==== SELECTED EXCERPT

Film

After the Storm: Film Review

After The Storm is a moving, yet unsentimental portrayal of inter-generational relationships, fraught family dynamics, and the fragility of the human condition. Part time father Ryota (Hiroshi Abe) spends his limited income on gambling, instead of child maintenance, and longs to rekindle the love lost when his ex-wife (Yoko Make) divorced him. His tiny one-room apartment wall may be filled with post-it notes of ideas, but his glory days as a successful author are long gone, and his job as a private detective lacks glamour or pride; where once he may have won awards for his literary work, now he’s taking surreptitious photographs of cheating spouses at cheap hotels. He tells everyone he’s doing the job for research, but it’s clear even he has stopped believing this is true. He lives in denial, yet continues to dream that one day, again, he will be a success, even if for him that means risking all his cash on sports betting, and scouring his mother’s apartment for his late father’s possessions in the hope of pawning something valuable. When he’s asked by his son (Taiyo Yoshizawa) during the once-a-month visit he is allowed, ‘Are you who you wanted to be?’, it’s unnerving both for him and the viewer. Are any of us who we wanted to be? Who can truthfully answer that question without having some regret at lost opportunities, or a wish for a life that’s not been led. Director Hirokazu Kore-eda skilfully investigates this existential angst with delicate honesty, and it’s a delight to explore it through the eyes of his flawed, yet sensitive protagonist.

========
==== GIVEN INFORMATION

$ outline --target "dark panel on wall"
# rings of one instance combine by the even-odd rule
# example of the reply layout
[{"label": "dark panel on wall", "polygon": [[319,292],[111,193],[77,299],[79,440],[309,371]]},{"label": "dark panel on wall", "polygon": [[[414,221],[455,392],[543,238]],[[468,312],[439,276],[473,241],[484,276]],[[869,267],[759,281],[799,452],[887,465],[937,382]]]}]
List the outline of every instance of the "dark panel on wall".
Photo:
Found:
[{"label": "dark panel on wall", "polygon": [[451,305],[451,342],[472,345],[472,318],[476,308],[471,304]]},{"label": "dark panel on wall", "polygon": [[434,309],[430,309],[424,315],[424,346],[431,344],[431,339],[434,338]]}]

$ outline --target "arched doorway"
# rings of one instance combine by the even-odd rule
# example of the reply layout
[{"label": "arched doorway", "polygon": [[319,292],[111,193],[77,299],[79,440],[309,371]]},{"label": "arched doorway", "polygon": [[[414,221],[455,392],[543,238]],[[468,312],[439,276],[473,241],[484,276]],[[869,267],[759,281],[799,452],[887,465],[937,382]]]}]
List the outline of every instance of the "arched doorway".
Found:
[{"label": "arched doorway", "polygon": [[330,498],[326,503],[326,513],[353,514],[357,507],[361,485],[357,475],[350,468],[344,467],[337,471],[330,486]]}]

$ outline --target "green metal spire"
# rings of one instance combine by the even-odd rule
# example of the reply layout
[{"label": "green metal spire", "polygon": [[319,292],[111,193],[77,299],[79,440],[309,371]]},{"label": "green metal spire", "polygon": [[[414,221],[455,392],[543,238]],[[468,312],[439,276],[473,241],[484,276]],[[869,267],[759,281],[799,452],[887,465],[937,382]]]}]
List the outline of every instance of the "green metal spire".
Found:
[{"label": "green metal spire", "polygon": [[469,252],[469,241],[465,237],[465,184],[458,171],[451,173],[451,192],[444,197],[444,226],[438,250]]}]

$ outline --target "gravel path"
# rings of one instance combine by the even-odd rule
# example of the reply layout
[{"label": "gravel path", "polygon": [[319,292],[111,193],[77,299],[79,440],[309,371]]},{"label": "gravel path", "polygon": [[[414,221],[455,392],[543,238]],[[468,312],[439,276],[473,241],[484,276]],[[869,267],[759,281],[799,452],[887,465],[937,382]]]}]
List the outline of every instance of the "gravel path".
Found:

========

# PROBLEMS
[1] In the After the Storm review, what job does Ryota now hold?
[2] In the After the Storm review, how would you translate the sentence "He tells everyone he’s doing the job for research, but it’s clear even he has stopped believing this is true." into Spanish?
[3] Can you sum up the After the Storm review in two sentences?

# PER-TASK OUTPUTS
[1] He works as a private detective.

[2] Le dice a todo el mundo que hace el trabajo para investigar, pero está claro que incluso él ha dejado de creer que sea cierto.

[3] After the Storm portrays inter-generational relationships and fraught family dynamics through Ryota, a once-successful author now working as a private detective, who gambles away his income instead of paying child maintenance and longs to rekindle his ex-wife's love. The review praises director Hirokazu Kore-eda for exploring Ryota's existential angst with delicate honesty, a theme brought to the surface when his son asks him, "Are you who you wanted to be?"